**YOUR GOAL**
Update the lines below by replacing "habitat tally" with "wildlife survey" everywhere it occurs and changing nothing else. Leave the pictures out of your version.

**MATERIAL TO PROCESS**
+++

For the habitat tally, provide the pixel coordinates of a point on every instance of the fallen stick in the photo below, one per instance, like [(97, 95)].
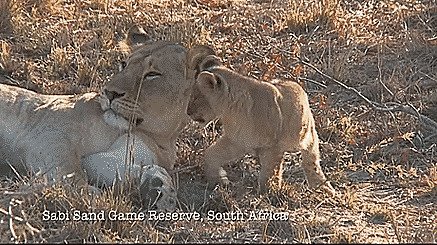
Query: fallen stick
[(386, 107)]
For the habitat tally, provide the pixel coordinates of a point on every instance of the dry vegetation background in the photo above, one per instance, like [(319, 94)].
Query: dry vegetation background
[(383, 163)]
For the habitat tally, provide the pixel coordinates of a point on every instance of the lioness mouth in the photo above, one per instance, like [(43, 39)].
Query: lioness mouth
[(120, 119)]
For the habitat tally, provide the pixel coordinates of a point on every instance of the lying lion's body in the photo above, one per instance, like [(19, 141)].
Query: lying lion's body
[(44, 132), (261, 118)]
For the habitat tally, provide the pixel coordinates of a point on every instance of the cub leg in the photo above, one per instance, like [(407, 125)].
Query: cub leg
[(269, 160), (311, 163), (222, 152)]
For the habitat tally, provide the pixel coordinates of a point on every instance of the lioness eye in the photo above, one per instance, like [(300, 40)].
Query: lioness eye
[(218, 80), (152, 75), (121, 65)]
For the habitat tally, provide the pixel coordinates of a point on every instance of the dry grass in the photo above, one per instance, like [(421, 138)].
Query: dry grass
[(383, 164)]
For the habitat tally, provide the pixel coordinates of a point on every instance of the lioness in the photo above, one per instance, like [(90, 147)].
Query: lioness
[(261, 118), (152, 89)]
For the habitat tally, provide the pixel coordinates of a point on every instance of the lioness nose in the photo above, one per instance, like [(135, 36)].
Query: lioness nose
[(112, 94)]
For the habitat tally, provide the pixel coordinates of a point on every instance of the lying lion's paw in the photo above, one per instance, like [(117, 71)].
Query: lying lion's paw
[(327, 188), (157, 190)]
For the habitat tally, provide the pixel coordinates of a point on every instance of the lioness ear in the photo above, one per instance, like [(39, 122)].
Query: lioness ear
[(210, 61), (136, 36), (209, 80), (196, 55)]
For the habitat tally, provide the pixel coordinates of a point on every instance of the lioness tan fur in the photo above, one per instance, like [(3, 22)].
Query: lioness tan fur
[(264, 119), (51, 133), (152, 89)]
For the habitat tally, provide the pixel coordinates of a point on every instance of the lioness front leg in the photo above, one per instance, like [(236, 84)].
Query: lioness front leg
[(269, 160), (222, 152), (311, 165)]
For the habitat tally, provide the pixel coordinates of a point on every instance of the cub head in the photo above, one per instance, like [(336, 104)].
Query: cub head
[(151, 89), (200, 59)]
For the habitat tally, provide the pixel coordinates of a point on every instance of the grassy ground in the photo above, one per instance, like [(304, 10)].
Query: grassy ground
[(384, 164)]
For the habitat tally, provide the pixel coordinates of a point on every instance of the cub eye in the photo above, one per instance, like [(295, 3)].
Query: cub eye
[(152, 75), (121, 65), (219, 80)]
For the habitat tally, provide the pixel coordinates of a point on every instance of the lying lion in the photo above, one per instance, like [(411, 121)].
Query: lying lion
[(63, 136), (264, 119)]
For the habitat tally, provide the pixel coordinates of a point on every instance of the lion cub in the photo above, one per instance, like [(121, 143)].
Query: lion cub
[(264, 119)]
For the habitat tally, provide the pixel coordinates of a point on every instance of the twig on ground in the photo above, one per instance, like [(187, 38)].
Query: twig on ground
[(386, 107)]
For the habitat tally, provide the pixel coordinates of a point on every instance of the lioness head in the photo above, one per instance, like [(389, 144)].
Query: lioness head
[(151, 89)]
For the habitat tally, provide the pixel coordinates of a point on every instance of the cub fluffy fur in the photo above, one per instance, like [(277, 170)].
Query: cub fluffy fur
[(264, 119)]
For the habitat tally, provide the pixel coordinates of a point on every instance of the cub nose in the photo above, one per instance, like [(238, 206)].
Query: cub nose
[(112, 94)]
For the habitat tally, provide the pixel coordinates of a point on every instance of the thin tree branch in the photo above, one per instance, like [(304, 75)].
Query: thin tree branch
[(386, 107)]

+++

**CORRECT OUTPUT**
For the wildlife survey, provide the pixel coordinates of a point on every instance of the fallen stick in the photo below, one per instance, like [(97, 95)].
Query: fallen stick
[(386, 107)]
For the wildlife survey, provide the pixel coordinates of a point on every instance of the dry vegetation background in the photo above, one per instance, like [(319, 94)].
Query: dry vegetation background
[(383, 163)]
For the wildlife survey, provide the pixel coordinates of a point on every instance of the lioness mouth in the photo above, one per instance, like [(43, 39)].
Query: lioness mouth
[(120, 119)]
For the wildlife survey, provide the pixel coordinates of a point on every instance of the lying lion's body in the photo above, one per instance, like [(19, 141)].
Query: lying lion's body
[(44, 132), (261, 118)]
For the wildlife survey, provide the pixel coordinates of a point on every instance of the cub leg in the photo above, one per instance, like [(407, 125)].
Query: cub leg
[(269, 160), (311, 163), (222, 152)]
For the wildlife survey, provide the pixel coordinates of a point on every instance of the lioness eye in the photo above, one per instance, like [(300, 40)].
Query: lioness eye
[(218, 80), (152, 75), (121, 65)]
For the wildlife survey, provide the pixel coordinates of a point on every instance of the dry grass in the photo above, one per instance, like [(421, 138)].
Query: dry grass
[(383, 164)]
For the wildlife survey, provide the pixel coordinates of a point on every instance of the lioness in the photo above, one per instance, like [(90, 147)].
Query: lioness
[(261, 118), (152, 89)]
For the wildlife survey, provide the pixel coordinates of a point on every instance of the lioness nose in the photo above, one per instance, like [(135, 36)].
Query: lioness nose
[(112, 94)]
For the wildlife survey, provide the pixel coordinates of a point on every instance of the lying lion's paw in the photo above, one per instance, like [(117, 71)].
Query: lying lion's paw
[(327, 188), (157, 190)]
For the wildlife survey, provide the pixel coordinates of a point on every instance of the lioness ear in the photo above, one per instance, like [(39, 122)].
Query: lioness ear
[(210, 61), (136, 36), (209, 80), (196, 55)]
For the wildlife survey, provide the pixel coordinates of a point on every instance of the lioness tan fur in the photo above, one per instance, like [(3, 22)].
Query: lioness tan fur
[(264, 119), (51, 133), (152, 89)]
For the wildlife survey, provide the pixel coordinates of a point on every instance of the lioness front leg in the photo above, one per instance, like [(236, 84)].
Query: lioness front leg
[(269, 160), (222, 152), (311, 165)]
For the wildlife survey, provide the pixel coordinates of a point on every instance of the cub head in the photo above, one per instance, like [(336, 104)].
Query: cub head
[(151, 89), (200, 59)]
For the wildlife survey, provide the pixel coordinates of a point on every instance of the grassy ground in the photo above, one per instance, like [(304, 10)].
Query: grassy ground
[(384, 164)]
For the wildlife survey, provide the pixel coordinates of a point on every instance of the cub eye in the photo above, one per instance, like [(295, 3)].
Query: cub eye
[(152, 75), (121, 65), (219, 80)]
For the wildlife survey, provide the pixel coordinates of a point on every instance of the lying lion in the photo above, one per instance, like [(411, 121)].
Query: lying lion
[(63, 136), (264, 119)]
For the wildlife survey, provide the pixel coordinates of a point on every instance of the lion cub in the photo above, one per instance, like [(121, 143)].
Query: lion cub
[(264, 119)]
For the wildlife survey, provide the pixel coordinates of a point on every instance of the twig on ground in the photo above, one per instance, like [(187, 38)].
Query: twig on ground
[(386, 107)]
For the wildlife survey, provide the pixel coordinates of a point on every instance of the lioness head in the photo above, one per instance, like [(389, 144)].
Query: lioness head
[(151, 89)]
For the wildlife survey, provide the pixel coordinates of a point on every instance of the cub fluffy fur in the photo above, one per instance, like [(277, 170)].
Query: cub fluffy fur
[(264, 119)]
For the wildlife survey, provide the pixel coordinates of a point on every instance of the cub nose in the photo above, one per instance, like [(238, 206)].
Query: cub nose
[(112, 94)]
For the wildlife survey, provide the pixel coordinates of a point on every instance of the thin tree branch in the photo above, one per instance, like [(304, 75)].
Query: thin tree branch
[(386, 107)]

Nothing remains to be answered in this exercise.